Task objective: Extract and repeat verbatim the lines of the data from the one containing "of the blue" through the one containing "110 141 L 151", inclusive.

--- Begin Input records ---

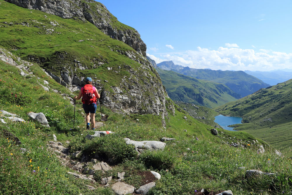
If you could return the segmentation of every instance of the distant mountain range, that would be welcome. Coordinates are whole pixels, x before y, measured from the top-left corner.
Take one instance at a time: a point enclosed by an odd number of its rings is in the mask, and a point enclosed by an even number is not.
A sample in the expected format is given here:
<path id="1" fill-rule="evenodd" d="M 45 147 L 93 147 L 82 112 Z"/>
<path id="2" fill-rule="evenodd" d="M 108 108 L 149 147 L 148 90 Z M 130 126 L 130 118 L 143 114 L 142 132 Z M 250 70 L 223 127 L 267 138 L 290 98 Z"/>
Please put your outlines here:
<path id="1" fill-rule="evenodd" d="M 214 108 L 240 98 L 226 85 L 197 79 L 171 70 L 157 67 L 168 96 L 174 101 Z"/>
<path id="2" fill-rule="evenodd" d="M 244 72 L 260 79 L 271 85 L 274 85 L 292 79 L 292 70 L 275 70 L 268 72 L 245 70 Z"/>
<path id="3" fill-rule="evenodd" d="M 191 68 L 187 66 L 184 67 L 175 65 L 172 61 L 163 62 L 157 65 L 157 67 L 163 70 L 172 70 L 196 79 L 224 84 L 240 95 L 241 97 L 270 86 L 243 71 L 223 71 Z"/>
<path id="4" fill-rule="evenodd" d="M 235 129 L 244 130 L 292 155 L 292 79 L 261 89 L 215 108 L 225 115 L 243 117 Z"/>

--- End Input records ---
--- Begin Input records ---

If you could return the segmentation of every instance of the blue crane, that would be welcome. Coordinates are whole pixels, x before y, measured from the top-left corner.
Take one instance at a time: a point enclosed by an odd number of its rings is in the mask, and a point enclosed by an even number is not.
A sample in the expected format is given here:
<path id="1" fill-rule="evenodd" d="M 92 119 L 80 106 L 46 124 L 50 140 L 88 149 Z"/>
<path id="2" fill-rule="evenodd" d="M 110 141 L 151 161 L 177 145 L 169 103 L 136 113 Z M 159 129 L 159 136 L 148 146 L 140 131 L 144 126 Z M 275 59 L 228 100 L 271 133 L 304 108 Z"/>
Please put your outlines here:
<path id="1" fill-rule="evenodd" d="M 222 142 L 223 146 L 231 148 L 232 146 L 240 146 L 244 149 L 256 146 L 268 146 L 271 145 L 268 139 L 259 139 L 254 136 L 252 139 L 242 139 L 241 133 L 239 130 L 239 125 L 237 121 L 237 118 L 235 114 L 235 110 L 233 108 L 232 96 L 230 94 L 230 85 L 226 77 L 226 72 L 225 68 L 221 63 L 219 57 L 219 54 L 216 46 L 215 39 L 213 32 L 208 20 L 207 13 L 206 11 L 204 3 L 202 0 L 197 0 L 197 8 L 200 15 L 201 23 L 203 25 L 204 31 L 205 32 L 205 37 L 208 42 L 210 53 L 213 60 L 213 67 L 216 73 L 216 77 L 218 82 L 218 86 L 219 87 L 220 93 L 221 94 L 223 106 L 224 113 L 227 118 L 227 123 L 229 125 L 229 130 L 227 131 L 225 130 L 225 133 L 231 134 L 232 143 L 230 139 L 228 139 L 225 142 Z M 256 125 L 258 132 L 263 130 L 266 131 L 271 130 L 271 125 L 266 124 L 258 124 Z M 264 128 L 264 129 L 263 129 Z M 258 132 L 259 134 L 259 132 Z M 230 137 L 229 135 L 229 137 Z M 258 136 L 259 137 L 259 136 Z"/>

--- End Input records ---

The answer:
If you could return the segmentation of every instance of the blue crane, that would be welcome. Coordinates are whole pixels, x before y, measured from the top-left corner.
Take one instance at a time: a point enclosed by an odd number of its rings is in the mask, and a point enclosed by an even number is not.
A sample in the expected format is given here:
<path id="1" fill-rule="evenodd" d="M 92 119 L 80 106 L 46 124 L 50 140 L 88 149 Z"/>
<path id="2" fill-rule="evenodd" d="M 110 141 L 151 161 L 177 145 L 169 103 L 136 113 Z M 159 129 L 159 136 L 148 146 L 140 131 L 144 126 Z M 275 59 L 228 100 L 271 133 L 304 108 Z"/>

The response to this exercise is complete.